## Problem to solve:
Copy out each line of the data that contains "with".

:: Data extract ::

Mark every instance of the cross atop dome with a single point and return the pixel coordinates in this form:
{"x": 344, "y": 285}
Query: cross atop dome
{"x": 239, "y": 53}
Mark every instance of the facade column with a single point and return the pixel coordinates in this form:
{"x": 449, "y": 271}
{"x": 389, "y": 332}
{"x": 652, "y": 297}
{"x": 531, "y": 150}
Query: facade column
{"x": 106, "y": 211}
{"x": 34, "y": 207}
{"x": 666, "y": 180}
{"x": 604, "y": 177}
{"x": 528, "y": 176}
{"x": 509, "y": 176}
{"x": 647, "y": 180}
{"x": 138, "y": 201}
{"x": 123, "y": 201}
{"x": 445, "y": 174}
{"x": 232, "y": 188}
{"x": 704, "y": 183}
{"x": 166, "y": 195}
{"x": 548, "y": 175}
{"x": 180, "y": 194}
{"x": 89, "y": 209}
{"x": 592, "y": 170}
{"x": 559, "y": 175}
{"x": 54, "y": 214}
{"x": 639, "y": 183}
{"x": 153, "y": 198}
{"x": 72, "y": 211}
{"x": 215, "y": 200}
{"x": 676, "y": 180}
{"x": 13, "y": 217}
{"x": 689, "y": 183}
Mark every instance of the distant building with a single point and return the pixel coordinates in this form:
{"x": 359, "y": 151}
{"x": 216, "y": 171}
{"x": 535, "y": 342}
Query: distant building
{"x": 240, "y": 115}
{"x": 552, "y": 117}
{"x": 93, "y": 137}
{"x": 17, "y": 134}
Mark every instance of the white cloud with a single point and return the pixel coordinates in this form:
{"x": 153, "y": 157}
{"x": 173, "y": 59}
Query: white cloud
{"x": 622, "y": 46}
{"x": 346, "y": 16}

:::

## Result for this exercise:
Mark every instance of the cross atop dome with a single point and return the pixel coordinates in this form:
Mark every instance of the facade column with a single point and return the pixel coordinates in this form:
Mark every instance of the distant building with a single point and return the pixel coordinates in this form:
Mark every instance of the white cloud with a single point and return the pixel coordinates in this form:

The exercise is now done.